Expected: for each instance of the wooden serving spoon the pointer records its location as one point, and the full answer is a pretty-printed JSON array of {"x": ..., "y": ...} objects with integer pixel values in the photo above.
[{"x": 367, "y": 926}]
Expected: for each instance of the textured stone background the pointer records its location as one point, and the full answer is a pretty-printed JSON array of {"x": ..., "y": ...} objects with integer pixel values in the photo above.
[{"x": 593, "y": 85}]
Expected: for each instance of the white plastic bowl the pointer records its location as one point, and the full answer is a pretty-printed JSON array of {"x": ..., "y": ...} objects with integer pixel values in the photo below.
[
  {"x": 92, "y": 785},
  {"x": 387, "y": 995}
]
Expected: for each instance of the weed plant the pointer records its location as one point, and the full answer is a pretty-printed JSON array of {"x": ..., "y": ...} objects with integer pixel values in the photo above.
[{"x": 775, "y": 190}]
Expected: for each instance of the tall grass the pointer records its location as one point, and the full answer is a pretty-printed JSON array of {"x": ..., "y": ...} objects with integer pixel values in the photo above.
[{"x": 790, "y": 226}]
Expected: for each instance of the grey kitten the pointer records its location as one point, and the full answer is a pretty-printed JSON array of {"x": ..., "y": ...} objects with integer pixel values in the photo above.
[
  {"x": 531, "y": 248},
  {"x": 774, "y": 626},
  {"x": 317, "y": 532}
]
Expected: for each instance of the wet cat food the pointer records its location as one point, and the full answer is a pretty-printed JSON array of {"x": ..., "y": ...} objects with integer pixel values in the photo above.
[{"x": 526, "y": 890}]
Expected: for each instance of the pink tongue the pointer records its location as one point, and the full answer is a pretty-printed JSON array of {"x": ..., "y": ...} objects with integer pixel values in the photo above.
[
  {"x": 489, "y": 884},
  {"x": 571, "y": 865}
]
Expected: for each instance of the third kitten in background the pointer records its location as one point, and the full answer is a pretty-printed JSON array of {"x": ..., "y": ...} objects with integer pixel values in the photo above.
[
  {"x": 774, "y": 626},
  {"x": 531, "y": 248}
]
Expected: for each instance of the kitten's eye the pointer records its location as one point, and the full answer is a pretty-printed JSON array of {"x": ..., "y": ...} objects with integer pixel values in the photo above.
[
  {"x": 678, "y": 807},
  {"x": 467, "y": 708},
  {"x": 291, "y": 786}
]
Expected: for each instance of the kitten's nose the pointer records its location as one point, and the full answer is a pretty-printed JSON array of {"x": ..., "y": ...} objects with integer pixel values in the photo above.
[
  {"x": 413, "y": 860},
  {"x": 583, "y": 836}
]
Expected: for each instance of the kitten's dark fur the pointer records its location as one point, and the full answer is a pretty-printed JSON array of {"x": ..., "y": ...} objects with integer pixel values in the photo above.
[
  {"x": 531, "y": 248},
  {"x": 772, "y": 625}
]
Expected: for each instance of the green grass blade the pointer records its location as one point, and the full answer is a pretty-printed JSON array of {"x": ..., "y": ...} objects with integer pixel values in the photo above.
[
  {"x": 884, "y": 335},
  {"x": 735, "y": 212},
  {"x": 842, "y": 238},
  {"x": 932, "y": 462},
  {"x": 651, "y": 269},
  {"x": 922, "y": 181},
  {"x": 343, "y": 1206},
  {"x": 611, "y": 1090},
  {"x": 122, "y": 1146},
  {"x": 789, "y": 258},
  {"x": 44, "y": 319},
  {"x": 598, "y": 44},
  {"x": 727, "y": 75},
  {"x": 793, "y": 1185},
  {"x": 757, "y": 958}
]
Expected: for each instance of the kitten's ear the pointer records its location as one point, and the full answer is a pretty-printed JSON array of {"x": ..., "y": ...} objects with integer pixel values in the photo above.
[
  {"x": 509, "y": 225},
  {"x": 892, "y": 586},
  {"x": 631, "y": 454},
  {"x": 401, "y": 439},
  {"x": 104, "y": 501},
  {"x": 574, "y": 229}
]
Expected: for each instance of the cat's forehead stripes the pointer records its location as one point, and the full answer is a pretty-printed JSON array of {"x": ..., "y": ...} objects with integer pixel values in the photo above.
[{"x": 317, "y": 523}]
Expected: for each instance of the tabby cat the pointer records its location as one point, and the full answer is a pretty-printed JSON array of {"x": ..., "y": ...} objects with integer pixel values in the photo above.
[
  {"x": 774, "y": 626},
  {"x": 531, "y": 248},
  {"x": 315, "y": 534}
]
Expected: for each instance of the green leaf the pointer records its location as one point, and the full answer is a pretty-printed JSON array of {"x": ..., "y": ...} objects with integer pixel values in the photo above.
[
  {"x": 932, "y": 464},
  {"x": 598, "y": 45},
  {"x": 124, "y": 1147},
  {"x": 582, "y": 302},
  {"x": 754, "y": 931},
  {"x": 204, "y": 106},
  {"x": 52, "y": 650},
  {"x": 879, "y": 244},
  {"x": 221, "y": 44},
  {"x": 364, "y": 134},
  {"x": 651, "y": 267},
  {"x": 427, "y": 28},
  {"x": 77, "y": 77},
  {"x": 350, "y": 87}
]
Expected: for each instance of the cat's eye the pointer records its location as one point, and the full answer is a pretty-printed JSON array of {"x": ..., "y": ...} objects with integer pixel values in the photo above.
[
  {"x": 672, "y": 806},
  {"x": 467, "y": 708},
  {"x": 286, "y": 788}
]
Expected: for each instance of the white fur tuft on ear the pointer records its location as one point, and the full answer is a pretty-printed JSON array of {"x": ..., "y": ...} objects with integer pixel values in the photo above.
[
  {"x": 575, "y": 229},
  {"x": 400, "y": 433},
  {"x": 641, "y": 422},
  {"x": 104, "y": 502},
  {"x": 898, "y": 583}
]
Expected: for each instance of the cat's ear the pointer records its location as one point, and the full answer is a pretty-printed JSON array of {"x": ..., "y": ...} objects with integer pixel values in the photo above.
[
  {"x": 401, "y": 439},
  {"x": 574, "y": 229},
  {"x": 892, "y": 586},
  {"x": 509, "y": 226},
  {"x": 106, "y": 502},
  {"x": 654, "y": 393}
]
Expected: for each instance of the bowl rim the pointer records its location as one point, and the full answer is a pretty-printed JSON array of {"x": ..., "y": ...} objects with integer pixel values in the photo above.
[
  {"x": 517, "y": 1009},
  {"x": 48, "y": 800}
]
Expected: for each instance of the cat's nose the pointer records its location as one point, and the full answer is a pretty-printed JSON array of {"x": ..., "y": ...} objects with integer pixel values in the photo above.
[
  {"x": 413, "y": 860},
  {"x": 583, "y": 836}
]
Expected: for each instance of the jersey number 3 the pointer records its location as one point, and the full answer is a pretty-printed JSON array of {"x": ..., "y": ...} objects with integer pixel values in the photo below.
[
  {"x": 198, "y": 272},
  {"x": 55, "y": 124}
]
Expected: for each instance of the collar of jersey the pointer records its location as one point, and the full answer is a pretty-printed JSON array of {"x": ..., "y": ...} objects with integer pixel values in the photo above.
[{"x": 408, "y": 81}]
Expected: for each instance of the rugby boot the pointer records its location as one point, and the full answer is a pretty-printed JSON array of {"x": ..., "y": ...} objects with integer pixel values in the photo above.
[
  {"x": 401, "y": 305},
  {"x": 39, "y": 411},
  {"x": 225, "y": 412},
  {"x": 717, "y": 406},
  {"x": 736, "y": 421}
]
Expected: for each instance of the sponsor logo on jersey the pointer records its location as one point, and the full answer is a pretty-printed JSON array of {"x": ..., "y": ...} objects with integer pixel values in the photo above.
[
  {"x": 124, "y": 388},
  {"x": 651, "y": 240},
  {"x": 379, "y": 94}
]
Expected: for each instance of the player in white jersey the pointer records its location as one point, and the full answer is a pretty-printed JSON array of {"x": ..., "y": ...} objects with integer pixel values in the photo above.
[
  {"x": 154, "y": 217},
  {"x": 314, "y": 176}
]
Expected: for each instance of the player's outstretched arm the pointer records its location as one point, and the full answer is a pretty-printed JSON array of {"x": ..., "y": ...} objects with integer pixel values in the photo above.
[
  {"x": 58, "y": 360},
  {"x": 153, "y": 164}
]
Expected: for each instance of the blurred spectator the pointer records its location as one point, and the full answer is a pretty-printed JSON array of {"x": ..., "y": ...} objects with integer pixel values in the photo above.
-*-*-
- **Task to carry out**
From the line containing "Expected: for each instance of the player in" through the final line of the listing above, retype every line exactly; leave out everything else.

- **The response**
Expected: for each instance of the player in white jersey the pointer records its location as one point, and the full answer is a pretty-printed JSON array of {"x": ..., "y": ...} objects with integer pixel values in the photo above.
[
  {"x": 154, "y": 217},
  {"x": 314, "y": 176}
]
Expected: for each instance of the player's outstretched arm the pointer records its location as one point, and the full answer is a pretty-printed JSON array of {"x": ..., "y": ...} objects with integer pixel values in the photo above.
[
  {"x": 58, "y": 360},
  {"x": 153, "y": 164}
]
Expected: for each instance of the blurred spectator the pointer records its location as one point, and the full answer is a pretty-printed JSON array of {"x": ..., "y": ...} objects with integer pixel values in the photo above.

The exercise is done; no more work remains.